» **Problem requirements**
Please carry on the recommendation of Pope Francis's encyclical, writing the next part after its final sentence.

» **Quoted passage**
>>>

The second book that we highly recommend is Pope Francis’s Encyclical on Climate Change & Inequality…On Care for Our Common Home.

Encyclical on Climate Change & Inequality by Pope Francis, 2015


We selected this book for 2 main reasons: 

  1. First, it was given to my husband and me by one of our best ever friends and colleagues who passed away in 2019, Father Ron Carignan, an Oblate priest who was one of the finest people we have ever met. We had the honor of working with Father Ron in the field of human values. 

  2. Secondly, while it is of course, based on Christianity and Catholicism, it reflects his humanistic view of the planet and offers wisdom to those who are faith-based as well as those who are not. This letter has universal applicability and is broad ranging in its scope.

<<<

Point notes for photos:
>>>

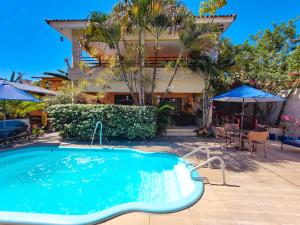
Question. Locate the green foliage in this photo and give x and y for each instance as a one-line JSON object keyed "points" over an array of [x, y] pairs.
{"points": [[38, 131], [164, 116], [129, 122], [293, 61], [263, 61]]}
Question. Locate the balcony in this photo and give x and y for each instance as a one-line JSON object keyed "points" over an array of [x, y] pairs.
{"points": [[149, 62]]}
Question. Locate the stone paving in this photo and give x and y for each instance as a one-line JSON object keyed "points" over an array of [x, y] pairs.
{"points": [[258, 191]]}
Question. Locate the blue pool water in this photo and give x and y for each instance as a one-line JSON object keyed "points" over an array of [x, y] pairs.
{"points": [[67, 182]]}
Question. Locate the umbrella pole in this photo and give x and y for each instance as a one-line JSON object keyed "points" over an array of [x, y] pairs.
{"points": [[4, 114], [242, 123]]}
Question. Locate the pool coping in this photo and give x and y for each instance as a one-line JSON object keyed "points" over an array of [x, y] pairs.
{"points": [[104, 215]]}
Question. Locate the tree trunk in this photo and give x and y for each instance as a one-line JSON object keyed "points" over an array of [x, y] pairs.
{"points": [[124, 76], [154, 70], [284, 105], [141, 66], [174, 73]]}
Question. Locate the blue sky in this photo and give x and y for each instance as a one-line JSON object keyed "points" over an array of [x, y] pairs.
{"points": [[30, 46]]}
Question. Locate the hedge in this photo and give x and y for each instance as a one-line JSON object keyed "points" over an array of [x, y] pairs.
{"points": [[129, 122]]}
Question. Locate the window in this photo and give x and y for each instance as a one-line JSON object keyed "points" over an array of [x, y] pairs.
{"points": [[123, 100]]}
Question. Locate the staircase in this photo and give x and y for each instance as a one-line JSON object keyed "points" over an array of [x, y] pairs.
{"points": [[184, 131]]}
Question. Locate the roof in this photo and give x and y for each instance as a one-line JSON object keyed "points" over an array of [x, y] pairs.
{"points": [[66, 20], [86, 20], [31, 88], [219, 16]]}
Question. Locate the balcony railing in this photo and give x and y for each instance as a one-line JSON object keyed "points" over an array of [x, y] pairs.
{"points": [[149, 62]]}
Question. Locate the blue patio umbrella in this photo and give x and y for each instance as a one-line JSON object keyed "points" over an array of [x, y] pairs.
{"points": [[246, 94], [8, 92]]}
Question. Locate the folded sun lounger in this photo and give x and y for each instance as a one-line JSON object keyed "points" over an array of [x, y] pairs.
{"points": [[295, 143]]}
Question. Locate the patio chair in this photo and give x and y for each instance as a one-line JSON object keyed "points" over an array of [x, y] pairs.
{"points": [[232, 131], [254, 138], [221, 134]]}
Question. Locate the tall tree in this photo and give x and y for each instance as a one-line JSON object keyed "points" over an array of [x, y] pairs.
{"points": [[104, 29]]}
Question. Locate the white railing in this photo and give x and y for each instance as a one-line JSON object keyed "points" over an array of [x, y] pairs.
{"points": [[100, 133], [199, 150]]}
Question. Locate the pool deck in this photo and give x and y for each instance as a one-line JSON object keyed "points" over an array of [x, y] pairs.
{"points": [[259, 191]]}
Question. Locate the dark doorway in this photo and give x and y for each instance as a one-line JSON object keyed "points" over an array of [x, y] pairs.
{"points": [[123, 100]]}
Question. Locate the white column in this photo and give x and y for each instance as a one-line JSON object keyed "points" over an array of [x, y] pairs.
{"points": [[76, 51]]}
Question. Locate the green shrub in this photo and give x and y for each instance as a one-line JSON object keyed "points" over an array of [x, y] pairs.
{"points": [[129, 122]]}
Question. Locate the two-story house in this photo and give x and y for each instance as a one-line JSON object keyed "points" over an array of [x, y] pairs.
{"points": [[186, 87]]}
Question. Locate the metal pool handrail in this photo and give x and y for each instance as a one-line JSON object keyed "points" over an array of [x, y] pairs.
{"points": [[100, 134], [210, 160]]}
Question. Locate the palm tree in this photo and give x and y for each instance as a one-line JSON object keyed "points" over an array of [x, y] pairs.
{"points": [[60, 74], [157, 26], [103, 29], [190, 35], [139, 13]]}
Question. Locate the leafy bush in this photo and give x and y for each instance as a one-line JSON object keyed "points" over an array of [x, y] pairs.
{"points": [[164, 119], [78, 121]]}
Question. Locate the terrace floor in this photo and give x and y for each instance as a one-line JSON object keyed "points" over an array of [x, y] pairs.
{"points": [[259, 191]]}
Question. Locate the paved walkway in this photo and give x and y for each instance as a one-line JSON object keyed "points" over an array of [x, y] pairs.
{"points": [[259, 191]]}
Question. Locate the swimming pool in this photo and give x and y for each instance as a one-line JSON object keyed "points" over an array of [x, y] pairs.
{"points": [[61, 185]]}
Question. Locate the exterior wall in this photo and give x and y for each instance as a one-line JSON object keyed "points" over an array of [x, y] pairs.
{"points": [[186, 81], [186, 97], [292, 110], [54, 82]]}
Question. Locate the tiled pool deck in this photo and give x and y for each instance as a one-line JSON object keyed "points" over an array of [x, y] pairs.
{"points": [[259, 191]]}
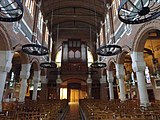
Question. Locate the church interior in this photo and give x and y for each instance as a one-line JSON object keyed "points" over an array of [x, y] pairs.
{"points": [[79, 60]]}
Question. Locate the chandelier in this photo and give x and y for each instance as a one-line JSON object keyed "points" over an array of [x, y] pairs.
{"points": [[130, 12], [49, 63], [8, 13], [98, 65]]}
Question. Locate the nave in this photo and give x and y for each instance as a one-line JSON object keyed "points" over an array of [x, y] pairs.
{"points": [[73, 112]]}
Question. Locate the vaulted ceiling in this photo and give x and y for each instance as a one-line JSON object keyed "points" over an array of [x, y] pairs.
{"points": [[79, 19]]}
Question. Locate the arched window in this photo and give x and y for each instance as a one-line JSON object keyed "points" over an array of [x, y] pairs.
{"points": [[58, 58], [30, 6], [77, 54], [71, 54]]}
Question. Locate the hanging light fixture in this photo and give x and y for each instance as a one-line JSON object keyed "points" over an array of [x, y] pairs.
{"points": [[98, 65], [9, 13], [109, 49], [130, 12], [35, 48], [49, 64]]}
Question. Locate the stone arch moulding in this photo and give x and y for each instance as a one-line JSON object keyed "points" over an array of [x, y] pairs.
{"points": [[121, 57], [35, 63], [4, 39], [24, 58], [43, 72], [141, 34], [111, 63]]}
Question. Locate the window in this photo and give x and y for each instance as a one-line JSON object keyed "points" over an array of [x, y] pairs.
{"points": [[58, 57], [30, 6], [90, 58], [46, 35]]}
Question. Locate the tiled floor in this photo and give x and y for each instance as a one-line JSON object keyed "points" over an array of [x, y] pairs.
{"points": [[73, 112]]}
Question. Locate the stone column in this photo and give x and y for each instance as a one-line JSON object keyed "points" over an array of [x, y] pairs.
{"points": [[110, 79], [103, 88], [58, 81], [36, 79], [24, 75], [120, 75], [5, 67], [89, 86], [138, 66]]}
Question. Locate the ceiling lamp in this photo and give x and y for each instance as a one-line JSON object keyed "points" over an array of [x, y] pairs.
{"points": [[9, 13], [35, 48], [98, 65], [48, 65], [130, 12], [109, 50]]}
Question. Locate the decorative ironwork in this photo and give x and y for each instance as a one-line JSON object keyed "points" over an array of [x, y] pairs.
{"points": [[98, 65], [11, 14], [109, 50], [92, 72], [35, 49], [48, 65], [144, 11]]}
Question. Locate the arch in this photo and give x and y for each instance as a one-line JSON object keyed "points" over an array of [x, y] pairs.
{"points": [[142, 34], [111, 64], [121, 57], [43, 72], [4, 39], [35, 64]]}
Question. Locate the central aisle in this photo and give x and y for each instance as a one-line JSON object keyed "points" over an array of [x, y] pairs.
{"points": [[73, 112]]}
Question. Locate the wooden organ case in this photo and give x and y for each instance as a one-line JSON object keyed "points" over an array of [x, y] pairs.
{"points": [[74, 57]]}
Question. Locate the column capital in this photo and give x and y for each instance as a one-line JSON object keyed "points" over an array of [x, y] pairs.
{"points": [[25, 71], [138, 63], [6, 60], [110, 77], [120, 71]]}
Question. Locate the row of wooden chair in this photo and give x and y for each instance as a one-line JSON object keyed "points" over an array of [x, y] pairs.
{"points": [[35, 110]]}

<<<
>>>

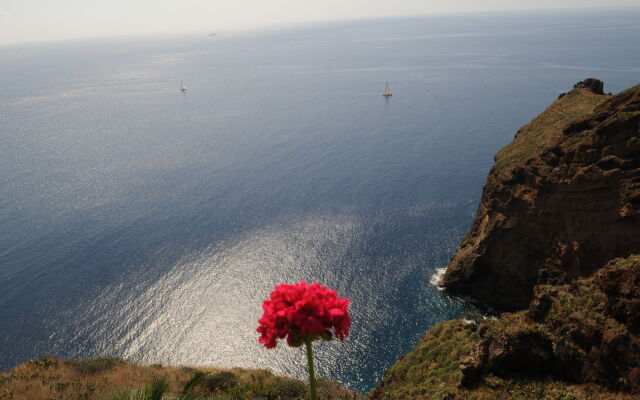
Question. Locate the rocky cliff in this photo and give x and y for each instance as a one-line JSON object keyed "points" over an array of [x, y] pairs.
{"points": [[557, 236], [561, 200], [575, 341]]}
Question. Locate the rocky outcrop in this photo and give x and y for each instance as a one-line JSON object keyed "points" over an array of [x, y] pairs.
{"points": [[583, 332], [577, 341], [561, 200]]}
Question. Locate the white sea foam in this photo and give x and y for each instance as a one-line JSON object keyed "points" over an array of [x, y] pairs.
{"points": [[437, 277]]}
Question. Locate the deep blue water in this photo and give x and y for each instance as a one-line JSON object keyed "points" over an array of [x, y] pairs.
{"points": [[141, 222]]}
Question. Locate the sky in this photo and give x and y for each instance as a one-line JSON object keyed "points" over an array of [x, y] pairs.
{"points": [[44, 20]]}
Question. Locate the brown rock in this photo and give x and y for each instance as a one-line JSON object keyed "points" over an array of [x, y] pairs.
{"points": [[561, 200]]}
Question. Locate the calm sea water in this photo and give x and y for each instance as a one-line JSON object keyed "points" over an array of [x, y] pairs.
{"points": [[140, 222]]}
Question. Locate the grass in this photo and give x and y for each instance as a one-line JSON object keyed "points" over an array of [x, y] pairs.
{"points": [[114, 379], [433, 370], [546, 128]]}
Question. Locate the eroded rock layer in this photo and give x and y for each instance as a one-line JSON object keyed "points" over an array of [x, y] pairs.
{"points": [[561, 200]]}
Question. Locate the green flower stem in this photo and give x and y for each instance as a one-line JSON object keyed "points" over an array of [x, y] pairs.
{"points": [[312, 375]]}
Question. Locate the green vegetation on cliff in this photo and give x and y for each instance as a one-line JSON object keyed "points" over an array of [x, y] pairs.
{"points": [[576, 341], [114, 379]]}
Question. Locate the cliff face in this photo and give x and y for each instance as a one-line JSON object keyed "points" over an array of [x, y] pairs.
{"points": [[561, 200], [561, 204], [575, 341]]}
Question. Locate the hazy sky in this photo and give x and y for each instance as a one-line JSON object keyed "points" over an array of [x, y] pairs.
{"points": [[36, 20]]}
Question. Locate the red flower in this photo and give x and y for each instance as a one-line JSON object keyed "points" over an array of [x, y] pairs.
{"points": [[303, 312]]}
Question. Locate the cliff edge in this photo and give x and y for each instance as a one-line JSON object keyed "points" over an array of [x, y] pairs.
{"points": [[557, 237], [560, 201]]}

<<<

» **Exercise answer**
For example, in Bali, Indonesia, where the philosophy of ‘tri hita karana’ (translated as man’s relationship to man, his relationship to the earth and his relationship to the spiritual world) is pervasive in thought and action, this book would be widely accepted and appreciated. We worked in Bali for several years, leading the Bali Institute where we worked to develop global leaders. This primarily Hindu island reflects the spirituality of the work of Pope Francis. This encyclical reflects spirituality in its highest form and shows his scientific knowledge as well. 


An encyclical was originally a circular letter sent to all the churches of a particular area in the ancient Roman Church. At that time, the word could be used for a letter sent out by any bishop. The word comes from Late Latin ‘encyclios.’ The term has been used by Catholics, Anglicans and the Eastern Orthodox.


In this letter, Pope Francis lays out the ‘theory of the case’ in moral and ethical as well as practical terms for our stewardship responsibilities on the planet.


He explains that this ‘call to action’ reaches out to each of us to embrace the moral dimensions of problems that have been viewed as chiefly scientific, economic and technological ones.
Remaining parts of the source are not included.